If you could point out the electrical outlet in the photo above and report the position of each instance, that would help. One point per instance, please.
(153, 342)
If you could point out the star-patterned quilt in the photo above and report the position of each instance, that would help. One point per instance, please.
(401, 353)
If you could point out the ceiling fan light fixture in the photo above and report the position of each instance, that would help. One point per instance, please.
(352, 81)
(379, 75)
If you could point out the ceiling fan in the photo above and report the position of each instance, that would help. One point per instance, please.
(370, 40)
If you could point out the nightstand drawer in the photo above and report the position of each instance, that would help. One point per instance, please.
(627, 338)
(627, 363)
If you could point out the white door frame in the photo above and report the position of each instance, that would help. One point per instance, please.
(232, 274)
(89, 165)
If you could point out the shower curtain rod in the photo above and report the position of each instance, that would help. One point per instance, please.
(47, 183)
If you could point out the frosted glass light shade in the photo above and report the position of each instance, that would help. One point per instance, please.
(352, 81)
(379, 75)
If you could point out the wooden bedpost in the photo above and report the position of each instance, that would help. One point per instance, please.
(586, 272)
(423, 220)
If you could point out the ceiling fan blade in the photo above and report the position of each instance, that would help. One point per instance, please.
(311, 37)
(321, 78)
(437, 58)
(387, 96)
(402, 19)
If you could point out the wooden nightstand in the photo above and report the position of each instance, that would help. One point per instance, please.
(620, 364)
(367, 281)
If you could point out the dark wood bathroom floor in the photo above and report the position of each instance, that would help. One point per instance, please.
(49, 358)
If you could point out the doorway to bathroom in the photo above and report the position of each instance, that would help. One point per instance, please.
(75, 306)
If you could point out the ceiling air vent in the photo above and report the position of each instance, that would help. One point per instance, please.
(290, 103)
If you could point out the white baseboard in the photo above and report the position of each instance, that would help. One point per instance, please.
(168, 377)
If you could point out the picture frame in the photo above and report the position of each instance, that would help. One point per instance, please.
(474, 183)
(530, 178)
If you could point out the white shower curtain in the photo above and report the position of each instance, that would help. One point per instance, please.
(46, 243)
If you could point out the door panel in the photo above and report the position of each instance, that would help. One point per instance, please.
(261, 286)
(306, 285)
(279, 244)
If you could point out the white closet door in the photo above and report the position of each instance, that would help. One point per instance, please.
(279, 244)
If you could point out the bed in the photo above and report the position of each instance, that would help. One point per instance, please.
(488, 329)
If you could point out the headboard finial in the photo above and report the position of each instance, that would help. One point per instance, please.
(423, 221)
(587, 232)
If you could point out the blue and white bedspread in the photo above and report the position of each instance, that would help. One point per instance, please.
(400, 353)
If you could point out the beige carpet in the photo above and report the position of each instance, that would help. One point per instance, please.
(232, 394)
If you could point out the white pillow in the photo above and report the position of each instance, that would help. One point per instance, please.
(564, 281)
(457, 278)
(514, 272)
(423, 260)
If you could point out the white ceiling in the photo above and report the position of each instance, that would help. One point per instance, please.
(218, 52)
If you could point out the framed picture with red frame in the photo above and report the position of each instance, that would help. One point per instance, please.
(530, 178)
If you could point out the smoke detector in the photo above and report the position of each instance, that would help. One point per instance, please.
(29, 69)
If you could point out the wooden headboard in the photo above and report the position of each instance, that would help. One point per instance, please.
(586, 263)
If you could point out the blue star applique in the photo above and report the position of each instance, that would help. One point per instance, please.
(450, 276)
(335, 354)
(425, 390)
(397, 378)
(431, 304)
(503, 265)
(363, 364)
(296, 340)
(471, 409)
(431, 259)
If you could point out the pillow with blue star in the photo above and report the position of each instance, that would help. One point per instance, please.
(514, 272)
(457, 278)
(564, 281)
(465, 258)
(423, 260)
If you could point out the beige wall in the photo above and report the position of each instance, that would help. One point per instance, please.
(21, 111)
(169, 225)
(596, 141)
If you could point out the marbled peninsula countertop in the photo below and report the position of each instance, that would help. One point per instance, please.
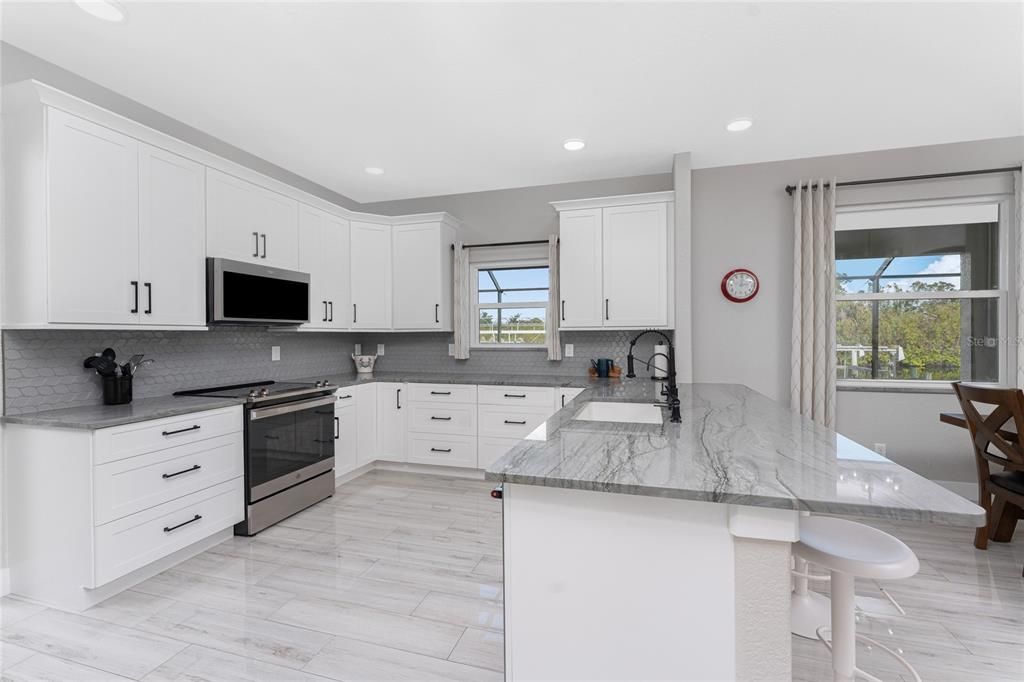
(733, 445)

- GIVEN REQUEST -
Every record above should come back exactly, but without its pictures.

- OUTPUT FOR THIS TASK -
If you could point out the electrical outlet in the photo above and report the position of each instance, that would help. One point per instance, please.
(153, 342)
If you could point out the star-patterned quilt in the photo above and report the position of each instance, that would help. One point per instance, please.
(401, 353)
If you could point out the ceiling fan light fixture in the photo above and report the position of each instance, that would help. One point per instance, please.
(352, 81)
(379, 75)
If you could point out the ceiling fan in the photo above and report the position of each instance, that would help. One point per instance, please.
(370, 40)
If you could point out the nightstand drawer in the photo above and report the position of each instance, that would help. One point per instance, please.
(627, 338)
(627, 363)
If you could point out the white door frame in the photo above and report the position of each instance, that would help. One point per instance, please.
(232, 274)
(89, 165)
If you could point out the shower curtain rod in the photo above and report the position of each instance, that would help. One point per instance, please.
(47, 183)
If you could point out the frosted glass light shade in the photo above and report the position of each instance, that would help. One point per instance, please.
(352, 81)
(379, 75)
If you could point out the wooden bedpost in the photo above and report the position of each instance, that would help. One point per instance, please.
(586, 272)
(423, 220)
If you could point out the ceiling fan blade in the photo above and report the position of each instance, that would help. One point per instance, please.
(311, 37)
(321, 78)
(437, 58)
(387, 96)
(402, 19)
If you could point out the wooden nightstand in the photo above and report the position of each instance, that would help. One point per instance, please.
(620, 364)
(367, 281)
If you could point out the dark wood bathroom floor in the photo above and report the position of each instance, that would help. One point per instance, please.
(49, 358)
If you could point out the doorway to bathroom in the photo above and report the position of each instance, that would help. One point per instance, please.
(75, 306)
If you could point out the ceiling air vent in the photo above and report the position of each instance, that would help. One point per instance, please.
(290, 103)
If you could point out the white baseboard in the photo above and report the position of each instance, that would help. One point per instance, please.
(168, 377)
If you could point out the picture frame in the photo above and report the position of each instance, that would help. One point per instance, please.
(474, 183)
(530, 178)
If you could point out the white shower curtain in the photo above and report the position of each instance, that would help. One point per instance, please.
(46, 243)
If you could point out the door panel in the photo above and report the position of each instance, that would help. One point per instance, please.
(261, 286)
(306, 285)
(279, 244)
If you could point out the white closet door in the photo above and report the position of each instance, that would help. One point per instance, please.
(279, 244)
If you could point out the bed in the photo above and report the position of each instance, that would help. One point per instance, please.
(488, 329)
If you could point out the headboard finial in the photo above and report the position of each instance, that would help. One point per instance, please.
(423, 221)
(587, 232)
If you could point out the blue and white bedspread in the photo above and report the position of each instance, that would help. One point per instance, please.
(400, 353)
If you could point out the beige carpet in the photo above and report the position of each instance, that would help. One point per instance, please.
(232, 394)
If you could point out the white pillow in the photo above and report the position of each instance, that would help. One point per instance, please.
(564, 281)
(457, 278)
(514, 272)
(423, 260)
If you could point out the white ceiling in the photo above and report the position of each instance, that would help. One point per instance, please.
(218, 52)
If you could point out the framed picture with red frame in the photo above and report the position of each instance, that would help. One point per instance, please.
(530, 178)
If you could point out the smoke detector in the photo above and report the position of each instance, that would help. One point per instance, please.
(29, 69)
If you could point out the wooden headboard in the photo above and report the position of each instance, that would help. One point per instance, please.
(586, 263)
If you could point out the blue star applique in the photo above and report the position of each instance, that would help. One point per instance, please.
(450, 276)
(335, 354)
(425, 390)
(397, 378)
(431, 304)
(503, 265)
(363, 364)
(296, 340)
(471, 409)
(431, 259)
If you could point out the pillow with blue star in the photo above and report the position of each instance, that would help. One point per instance, please.
(514, 272)
(457, 278)
(564, 281)
(465, 258)
(423, 260)
If you could point out the beige wall in the photo above and report the position of each instance, that would help. One point per instance, please.
(21, 111)
(169, 225)
(596, 141)
If you could point out the marbled peninsula countertop in the photo below and report the position of each instance, that would help. One point per instance, please.
(733, 445)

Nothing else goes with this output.